- Opening Delimiter -
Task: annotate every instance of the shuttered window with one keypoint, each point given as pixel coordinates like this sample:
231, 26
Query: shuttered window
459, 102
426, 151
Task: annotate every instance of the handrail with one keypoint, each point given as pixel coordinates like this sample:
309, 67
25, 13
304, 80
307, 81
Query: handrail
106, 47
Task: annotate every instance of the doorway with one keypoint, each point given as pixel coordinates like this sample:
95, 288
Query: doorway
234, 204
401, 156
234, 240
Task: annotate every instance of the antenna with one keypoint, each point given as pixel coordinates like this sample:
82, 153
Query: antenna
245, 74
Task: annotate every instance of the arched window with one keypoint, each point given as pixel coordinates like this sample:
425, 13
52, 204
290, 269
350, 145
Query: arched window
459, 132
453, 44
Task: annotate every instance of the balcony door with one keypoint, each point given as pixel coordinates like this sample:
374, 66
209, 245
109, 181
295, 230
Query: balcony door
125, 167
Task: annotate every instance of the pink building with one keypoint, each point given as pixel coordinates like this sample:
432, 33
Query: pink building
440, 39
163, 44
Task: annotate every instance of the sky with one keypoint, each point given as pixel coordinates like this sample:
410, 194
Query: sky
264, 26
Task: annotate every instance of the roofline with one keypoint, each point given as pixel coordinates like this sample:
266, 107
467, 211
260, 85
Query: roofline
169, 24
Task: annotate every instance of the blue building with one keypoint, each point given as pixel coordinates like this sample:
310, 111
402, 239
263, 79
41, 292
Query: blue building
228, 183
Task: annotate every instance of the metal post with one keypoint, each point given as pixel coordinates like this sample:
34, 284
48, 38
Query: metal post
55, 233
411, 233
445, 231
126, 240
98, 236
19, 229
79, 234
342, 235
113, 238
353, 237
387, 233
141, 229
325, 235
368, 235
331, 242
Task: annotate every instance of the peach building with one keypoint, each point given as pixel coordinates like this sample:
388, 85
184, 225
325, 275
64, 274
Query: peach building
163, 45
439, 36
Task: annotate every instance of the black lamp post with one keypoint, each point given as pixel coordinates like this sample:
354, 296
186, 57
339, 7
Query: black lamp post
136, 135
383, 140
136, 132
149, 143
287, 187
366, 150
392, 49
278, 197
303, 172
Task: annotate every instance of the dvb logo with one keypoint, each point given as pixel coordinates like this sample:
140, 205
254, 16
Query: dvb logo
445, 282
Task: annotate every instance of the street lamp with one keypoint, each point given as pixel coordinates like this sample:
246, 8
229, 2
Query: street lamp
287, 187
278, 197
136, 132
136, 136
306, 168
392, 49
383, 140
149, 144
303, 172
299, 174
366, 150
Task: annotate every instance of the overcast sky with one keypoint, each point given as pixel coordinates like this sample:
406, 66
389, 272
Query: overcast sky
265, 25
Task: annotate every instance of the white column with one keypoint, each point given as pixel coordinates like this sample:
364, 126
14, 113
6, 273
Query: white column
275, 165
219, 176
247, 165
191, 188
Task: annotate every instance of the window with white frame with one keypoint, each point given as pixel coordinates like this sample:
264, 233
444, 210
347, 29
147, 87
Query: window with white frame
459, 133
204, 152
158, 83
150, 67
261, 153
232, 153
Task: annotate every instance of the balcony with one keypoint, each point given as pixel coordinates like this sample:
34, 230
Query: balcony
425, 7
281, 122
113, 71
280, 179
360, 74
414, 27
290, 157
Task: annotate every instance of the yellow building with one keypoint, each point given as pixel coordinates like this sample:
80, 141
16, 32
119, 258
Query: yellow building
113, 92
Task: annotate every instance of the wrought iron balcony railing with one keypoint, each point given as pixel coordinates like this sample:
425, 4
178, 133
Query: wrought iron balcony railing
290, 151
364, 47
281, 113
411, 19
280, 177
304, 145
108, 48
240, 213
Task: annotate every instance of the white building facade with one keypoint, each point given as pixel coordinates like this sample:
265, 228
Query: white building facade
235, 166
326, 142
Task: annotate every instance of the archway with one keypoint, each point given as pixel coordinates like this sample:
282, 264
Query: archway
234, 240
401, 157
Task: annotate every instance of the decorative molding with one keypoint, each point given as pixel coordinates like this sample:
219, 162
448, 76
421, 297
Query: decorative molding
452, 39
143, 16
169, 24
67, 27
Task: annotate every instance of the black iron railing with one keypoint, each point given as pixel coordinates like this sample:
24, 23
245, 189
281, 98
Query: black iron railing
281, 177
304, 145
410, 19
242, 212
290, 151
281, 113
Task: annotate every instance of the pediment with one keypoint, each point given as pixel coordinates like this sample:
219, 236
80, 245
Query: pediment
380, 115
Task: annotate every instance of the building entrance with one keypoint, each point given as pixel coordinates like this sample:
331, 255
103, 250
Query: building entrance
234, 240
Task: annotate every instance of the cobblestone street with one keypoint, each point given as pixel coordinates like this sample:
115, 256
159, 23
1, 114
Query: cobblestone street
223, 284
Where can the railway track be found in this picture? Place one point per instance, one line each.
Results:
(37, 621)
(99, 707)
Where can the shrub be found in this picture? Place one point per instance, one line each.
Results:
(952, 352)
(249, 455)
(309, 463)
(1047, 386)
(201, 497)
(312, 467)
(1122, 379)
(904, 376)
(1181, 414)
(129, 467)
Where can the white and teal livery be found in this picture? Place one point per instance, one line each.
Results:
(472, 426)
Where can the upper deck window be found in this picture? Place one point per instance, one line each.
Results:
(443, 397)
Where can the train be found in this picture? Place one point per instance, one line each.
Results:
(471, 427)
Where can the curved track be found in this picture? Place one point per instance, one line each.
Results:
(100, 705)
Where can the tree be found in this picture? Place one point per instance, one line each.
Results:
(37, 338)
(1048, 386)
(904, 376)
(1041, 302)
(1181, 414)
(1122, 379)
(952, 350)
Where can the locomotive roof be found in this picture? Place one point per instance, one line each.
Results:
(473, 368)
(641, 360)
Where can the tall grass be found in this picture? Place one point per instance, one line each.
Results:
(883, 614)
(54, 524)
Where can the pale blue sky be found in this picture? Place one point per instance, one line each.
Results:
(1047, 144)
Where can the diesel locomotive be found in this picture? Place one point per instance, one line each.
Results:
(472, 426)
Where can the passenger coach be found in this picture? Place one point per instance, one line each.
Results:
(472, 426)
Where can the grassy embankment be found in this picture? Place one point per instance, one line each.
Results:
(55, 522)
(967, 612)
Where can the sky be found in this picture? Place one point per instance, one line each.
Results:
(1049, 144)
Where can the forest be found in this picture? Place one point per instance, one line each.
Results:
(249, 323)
- Closing Delimiter -
■ Task to carry out
Look above for the line with "Task: annotate every instance of the black lamp" and the line with "Task: annotate every instance of the dvb". Write out those two lines and all the lines between them, exactly, and no others.

■ Response below
Task: annotate every instance of the black lamp post with one keypoint, each point given as pixel coordinates like this sample:
354, 296
186, 57
339, 7
Query: black lamp post
136, 135
383, 140
136, 132
149, 143
287, 187
366, 150
392, 49
278, 197
303, 172
Task: annotate every instance of the dvb logo with one keypoint, each point given as pixel coordinates like this sample:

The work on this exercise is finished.